_What you will do_: Rewrite the records below, replacing every "earns one point" with "scores one point" and leaving everything else unchanged. Leave the pictures out of your answer.

**** Records for this exercise ****

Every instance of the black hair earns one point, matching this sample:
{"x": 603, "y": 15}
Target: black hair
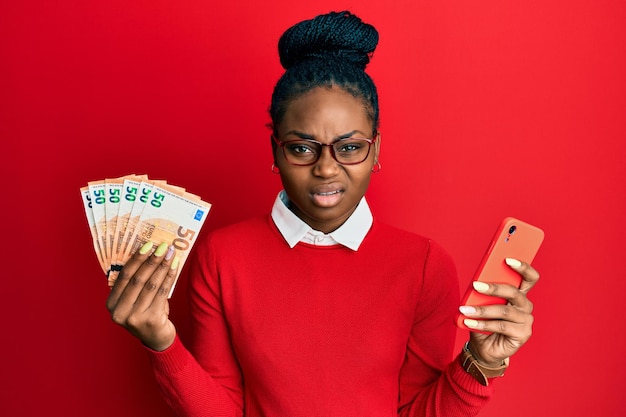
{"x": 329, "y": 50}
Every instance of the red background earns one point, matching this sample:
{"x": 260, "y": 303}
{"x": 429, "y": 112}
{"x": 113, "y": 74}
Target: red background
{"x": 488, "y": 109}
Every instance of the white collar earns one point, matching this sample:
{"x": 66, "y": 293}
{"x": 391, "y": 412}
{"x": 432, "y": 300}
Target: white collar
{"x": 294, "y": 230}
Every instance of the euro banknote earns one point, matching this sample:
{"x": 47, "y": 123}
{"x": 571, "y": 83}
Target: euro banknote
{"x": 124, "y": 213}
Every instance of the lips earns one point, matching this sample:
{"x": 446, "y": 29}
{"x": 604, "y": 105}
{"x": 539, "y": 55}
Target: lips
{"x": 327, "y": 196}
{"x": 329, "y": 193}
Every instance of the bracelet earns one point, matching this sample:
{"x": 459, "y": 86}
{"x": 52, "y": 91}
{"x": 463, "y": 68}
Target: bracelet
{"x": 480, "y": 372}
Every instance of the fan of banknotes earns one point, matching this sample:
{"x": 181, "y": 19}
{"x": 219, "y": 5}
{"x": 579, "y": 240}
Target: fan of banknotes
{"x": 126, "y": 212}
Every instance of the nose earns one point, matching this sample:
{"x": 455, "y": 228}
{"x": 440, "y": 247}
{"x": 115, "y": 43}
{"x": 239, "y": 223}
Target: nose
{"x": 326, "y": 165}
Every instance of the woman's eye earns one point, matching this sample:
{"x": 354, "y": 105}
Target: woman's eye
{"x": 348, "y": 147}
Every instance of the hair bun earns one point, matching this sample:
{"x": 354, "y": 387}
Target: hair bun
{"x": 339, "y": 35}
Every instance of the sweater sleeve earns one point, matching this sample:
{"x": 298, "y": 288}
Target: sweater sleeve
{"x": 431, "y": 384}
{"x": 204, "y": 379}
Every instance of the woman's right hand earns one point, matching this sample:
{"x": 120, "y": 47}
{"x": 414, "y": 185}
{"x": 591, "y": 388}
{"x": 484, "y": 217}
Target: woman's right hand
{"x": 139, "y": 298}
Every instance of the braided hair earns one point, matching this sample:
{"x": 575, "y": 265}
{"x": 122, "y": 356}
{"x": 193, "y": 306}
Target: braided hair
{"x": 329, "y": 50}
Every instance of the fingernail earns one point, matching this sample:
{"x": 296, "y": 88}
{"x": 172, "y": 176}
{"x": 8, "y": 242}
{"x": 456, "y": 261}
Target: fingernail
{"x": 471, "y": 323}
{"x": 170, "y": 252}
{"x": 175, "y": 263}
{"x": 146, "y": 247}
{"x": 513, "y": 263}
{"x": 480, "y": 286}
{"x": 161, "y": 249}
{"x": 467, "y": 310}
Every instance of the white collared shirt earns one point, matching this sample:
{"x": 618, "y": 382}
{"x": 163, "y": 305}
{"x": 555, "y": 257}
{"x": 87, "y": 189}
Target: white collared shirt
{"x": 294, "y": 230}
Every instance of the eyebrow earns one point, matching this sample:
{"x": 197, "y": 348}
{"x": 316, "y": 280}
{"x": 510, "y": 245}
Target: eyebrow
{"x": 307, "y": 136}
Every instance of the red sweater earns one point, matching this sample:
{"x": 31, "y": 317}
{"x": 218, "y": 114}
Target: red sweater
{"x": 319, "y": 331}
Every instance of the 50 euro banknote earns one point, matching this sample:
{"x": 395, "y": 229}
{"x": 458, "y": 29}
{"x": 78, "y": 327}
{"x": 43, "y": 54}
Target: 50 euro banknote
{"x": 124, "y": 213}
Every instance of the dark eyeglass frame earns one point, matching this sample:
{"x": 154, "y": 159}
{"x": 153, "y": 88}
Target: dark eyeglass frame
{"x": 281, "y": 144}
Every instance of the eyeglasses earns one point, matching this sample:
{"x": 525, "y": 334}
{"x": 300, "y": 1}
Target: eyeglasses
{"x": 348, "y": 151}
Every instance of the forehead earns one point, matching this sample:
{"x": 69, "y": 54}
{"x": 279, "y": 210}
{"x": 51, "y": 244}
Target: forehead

****

_Answer to this task_:
Every instance of the black hair scores one point, matching this sample:
{"x": 603, "y": 15}
Target: black hair
{"x": 329, "y": 50}
Every instance of the red background scores one point, matching this sample:
{"x": 260, "y": 303}
{"x": 429, "y": 112}
{"x": 113, "y": 74}
Target: red background
{"x": 488, "y": 109}
Every instance of the white collar scores one point, matching this sample:
{"x": 66, "y": 293}
{"x": 391, "y": 412}
{"x": 432, "y": 300}
Target: white collar
{"x": 294, "y": 230}
Every instance of the euro banknote scores one point, matching this sample:
{"x": 47, "y": 123}
{"x": 571, "y": 83}
Target: euro banknote
{"x": 124, "y": 213}
Every instance of the lips scores one point, matching this sample:
{"x": 446, "y": 29}
{"x": 604, "y": 105}
{"x": 539, "y": 55}
Target: lips
{"x": 327, "y": 196}
{"x": 329, "y": 193}
Every instance of the bracelet scores one point, matching this sample:
{"x": 459, "y": 86}
{"x": 52, "y": 91}
{"x": 463, "y": 68}
Target: bracelet
{"x": 480, "y": 372}
Every instance of the fan of banknotes scores one point, matching this sample:
{"x": 181, "y": 19}
{"x": 219, "y": 5}
{"x": 579, "y": 240}
Target: fan of banknotes
{"x": 126, "y": 212}
Every instance of the nose scores one point, matching this sample:
{"x": 455, "y": 228}
{"x": 440, "y": 247}
{"x": 115, "y": 43}
{"x": 239, "y": 223}
Target: nose
{"x": 326, "y": 165}
Every instance of the woman's eye scores one point, matching this sample:
{"x": 354, "y": 105}
Target: woman's eye
{"x": 348, "y": 147}
Every instance of the hair bun scores one point, matching this sample:
{"x": 354, "y": 387}
Target: hair bun
{"x": 339, "y": 35}
Every instance of the sweater sleeve scores one point, matching this sample:
{"x": 298, "y": 288}
Target: sweater sleeve
{"x": 431, "y": 384}
{"x": 204, "y": 379}
Every instance of the woman's right hand scores one point, matching this sample:
{"x": 120, "y": 47}
{"x": 414, "y": 185}
{"x": 591, "y": 388}
{"x": 484, "y": 217}
Target: woman's right hand
{"x": 139, "y": 298}
Every instance of the braided hair scores one point, matching this sample:
{"x": 575, "y": 265}
{"x": 122, "y": 356}
{"x": 193, "y": 306}
Target: braided hair
{"x": 329, "y": 50}
Every instance of the fingernail scores one point, matching this sample:
{"x": 296, "y": 88}
{"x": 172, "y": 176}
{"x": 8, "y": 242}
{"x": 456, "y": 261}
Target: fingernail
{"x": 471, "y": 323}
{"x": 170, "y": 252}
{"x": 175, "y": 263}
{"x": 146, "y": 247}
{"x": 513, "y": 263}
{"x": 480, "y": 286}
{"x": 161, "y": 249}
{"x": 467, "y": 310}
Every instance of the white collared shirt scores one point, matching this sample:
{"x": 618, "y": 382}
{"x": 163, "y": 305}
{"x": 555, "y": 257}
{"x": 87, "y": 189}
Target: white collared shirt
{"x": 294, "y": 230}
Every instance of the eyebrow scores one point, matching this sample:
{"x": 197, "y": 348}
{"x": 316, "y": 280}
{"x": 510, "y": 245}
Target: eyebrow
{"x": 307, "y": 136}
Every instance of the red sweater scores one point, matching this sample:
{"x": 31, "y": 317}
{"x": 218, "y": 114}
Target: red sweater
{"x": 319, "y": 331}
Every instance of the 50 euro banknote scores one point, matching this sample:
{"x": 395, "y": 229}
{"x": 458, "y": 29}
{"x": 78, "y": 327}
{"x": 43, "y": 54}
Target: 50 euro banknote
{"x": 124, "y": 213}
Every instance of the dark eyeglass frame scores one point, matching this sample:
{"x": 154, "y": 159}
{"x": 153, "y": 88}
Target: dark eyeglass frame
{"x": 281, "y": 144}
Every instance of the eyeglasses scores one point, matching this sample:
{"x": 525, "y": 334}
{"x": 300, "y": 1}
Target: eyeglasses
{"x": 348, "y": 151}
Every instance of the forehead scores one point, matching this sample:
{"x": 69, "y": 54}
{"x": 279, "y": 210}
{"x": 51, "y": 244}
Target: forehead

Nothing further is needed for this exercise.